begin Records provided

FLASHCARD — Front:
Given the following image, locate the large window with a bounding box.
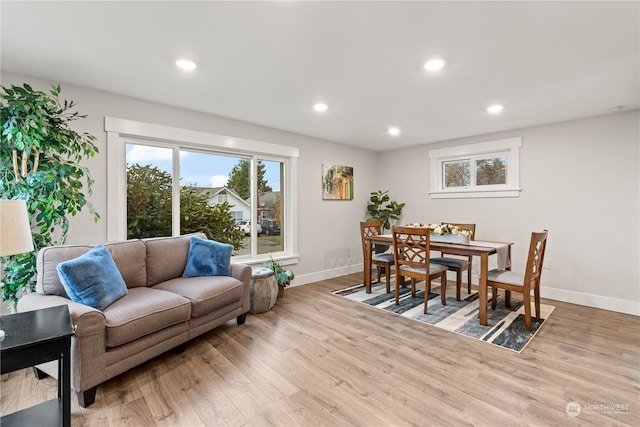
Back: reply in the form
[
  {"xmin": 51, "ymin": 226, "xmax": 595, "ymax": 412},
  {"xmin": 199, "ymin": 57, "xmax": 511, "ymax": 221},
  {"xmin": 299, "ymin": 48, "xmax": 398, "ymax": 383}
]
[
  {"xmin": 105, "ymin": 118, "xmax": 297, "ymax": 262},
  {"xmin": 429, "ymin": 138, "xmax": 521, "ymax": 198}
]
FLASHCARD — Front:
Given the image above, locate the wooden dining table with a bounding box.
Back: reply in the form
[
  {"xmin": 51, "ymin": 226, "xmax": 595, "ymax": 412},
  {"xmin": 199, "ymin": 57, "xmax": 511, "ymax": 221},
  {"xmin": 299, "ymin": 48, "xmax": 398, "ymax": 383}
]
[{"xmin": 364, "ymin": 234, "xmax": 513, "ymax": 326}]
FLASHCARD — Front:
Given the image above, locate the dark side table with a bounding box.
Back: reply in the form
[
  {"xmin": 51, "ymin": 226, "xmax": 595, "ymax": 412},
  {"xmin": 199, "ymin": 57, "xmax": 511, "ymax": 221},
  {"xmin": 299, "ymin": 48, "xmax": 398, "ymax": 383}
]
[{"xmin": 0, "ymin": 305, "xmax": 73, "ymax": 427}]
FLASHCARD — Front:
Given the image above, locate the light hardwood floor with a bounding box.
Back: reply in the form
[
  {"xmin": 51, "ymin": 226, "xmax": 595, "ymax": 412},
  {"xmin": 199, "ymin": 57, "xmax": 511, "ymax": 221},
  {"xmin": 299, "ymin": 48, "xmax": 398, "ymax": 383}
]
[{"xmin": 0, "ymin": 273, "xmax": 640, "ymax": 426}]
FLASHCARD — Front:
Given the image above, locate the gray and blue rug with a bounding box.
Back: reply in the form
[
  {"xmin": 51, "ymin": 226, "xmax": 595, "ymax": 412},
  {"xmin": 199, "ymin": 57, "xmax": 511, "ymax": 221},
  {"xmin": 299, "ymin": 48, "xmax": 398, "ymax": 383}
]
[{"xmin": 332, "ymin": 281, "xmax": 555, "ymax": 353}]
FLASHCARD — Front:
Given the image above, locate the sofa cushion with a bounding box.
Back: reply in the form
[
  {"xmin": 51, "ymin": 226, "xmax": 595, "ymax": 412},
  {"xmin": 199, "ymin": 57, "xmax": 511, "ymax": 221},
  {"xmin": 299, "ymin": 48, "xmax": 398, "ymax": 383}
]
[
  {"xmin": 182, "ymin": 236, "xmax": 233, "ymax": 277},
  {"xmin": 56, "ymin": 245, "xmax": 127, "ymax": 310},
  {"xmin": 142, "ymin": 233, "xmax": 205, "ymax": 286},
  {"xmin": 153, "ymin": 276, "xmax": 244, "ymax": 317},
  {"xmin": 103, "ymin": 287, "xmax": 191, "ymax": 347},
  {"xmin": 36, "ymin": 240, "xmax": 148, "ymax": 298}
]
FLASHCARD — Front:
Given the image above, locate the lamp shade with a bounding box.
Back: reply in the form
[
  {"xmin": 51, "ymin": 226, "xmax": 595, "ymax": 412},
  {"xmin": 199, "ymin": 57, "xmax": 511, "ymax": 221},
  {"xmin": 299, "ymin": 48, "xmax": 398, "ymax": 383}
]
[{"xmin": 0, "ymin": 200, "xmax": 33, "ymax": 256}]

end Records provided
begin Records provided

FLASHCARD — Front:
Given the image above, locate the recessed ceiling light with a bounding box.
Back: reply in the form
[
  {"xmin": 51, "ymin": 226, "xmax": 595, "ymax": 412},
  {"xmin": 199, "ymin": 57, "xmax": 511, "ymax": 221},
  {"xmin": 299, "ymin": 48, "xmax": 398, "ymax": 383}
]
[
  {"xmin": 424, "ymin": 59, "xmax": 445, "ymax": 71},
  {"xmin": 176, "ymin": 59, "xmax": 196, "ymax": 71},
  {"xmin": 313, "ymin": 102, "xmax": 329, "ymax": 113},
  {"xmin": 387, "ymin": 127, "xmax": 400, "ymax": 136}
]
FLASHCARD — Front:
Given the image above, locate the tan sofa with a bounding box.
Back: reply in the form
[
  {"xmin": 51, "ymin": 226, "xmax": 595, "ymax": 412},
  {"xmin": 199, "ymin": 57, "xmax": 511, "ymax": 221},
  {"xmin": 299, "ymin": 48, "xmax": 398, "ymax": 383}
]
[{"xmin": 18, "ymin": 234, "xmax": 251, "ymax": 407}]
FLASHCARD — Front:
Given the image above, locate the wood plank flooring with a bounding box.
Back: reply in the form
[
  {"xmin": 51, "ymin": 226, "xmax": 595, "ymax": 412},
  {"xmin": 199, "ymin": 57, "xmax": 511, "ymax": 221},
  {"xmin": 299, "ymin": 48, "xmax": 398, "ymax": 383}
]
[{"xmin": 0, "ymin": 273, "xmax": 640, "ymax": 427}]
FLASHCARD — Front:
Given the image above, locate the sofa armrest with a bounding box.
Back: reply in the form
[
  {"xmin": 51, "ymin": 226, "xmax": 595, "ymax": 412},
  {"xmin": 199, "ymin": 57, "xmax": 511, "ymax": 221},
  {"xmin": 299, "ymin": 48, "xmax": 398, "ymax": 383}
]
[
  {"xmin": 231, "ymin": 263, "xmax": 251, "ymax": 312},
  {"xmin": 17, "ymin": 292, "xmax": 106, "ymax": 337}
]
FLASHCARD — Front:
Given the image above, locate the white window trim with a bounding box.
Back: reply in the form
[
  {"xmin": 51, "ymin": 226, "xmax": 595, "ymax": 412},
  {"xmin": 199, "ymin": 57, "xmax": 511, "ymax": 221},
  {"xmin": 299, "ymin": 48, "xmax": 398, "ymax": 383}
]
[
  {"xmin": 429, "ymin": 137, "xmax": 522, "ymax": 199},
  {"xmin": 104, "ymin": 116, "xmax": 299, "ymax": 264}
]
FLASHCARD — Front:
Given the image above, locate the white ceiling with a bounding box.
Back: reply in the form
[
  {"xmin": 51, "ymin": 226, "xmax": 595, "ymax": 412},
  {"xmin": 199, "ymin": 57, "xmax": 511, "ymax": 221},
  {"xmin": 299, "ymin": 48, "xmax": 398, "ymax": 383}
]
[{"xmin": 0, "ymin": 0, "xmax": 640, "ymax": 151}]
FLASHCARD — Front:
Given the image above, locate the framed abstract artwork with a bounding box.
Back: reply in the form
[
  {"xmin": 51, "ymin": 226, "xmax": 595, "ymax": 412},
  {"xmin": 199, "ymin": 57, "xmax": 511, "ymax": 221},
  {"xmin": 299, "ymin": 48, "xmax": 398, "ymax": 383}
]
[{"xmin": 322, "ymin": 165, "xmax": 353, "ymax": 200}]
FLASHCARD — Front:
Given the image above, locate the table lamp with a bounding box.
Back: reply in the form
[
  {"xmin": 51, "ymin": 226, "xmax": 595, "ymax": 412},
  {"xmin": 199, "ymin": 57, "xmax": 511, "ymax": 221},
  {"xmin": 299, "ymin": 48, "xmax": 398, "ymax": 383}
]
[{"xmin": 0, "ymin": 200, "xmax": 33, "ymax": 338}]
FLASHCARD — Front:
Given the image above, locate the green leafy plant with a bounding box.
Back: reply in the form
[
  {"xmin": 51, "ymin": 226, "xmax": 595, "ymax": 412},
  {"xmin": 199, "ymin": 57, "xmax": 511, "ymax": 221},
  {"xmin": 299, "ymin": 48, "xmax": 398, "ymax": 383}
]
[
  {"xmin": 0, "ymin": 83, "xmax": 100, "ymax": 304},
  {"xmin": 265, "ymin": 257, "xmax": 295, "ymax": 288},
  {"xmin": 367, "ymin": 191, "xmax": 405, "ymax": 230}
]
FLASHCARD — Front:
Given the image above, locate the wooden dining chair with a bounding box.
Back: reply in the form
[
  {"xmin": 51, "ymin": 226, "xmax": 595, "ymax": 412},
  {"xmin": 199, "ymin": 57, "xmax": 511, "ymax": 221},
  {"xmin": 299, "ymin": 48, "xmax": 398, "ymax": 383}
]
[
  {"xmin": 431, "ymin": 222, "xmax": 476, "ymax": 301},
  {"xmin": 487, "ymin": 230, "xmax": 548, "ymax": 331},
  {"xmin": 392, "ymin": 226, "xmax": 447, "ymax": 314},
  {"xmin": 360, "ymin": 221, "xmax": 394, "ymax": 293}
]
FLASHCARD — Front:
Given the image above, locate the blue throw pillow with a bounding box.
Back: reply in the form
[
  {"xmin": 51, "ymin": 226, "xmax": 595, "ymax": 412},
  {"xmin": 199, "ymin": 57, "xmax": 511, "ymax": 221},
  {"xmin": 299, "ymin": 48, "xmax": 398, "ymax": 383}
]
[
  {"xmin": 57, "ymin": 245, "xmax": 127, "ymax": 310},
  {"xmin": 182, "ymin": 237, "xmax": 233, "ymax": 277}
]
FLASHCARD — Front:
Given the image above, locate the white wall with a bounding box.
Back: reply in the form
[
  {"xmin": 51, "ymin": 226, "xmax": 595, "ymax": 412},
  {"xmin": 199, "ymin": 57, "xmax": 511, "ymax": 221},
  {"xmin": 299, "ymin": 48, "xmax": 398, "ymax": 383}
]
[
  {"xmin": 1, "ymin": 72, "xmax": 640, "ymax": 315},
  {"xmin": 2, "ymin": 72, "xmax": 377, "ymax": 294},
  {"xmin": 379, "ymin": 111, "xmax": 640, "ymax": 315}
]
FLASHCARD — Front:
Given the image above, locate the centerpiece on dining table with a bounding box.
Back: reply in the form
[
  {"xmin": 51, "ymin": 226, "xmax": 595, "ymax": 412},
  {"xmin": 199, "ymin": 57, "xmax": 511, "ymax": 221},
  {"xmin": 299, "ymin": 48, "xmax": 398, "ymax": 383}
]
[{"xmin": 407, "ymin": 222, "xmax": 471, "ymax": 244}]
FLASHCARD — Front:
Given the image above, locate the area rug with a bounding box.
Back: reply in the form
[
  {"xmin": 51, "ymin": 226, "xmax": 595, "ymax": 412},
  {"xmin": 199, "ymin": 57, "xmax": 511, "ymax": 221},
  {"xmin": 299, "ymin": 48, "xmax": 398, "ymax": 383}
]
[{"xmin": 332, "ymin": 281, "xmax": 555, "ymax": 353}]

end Records provided

Task to complete = How many lines in the records above contain the word "blue", counting only exact matches of case? Reply with the number alone.

Task result = 2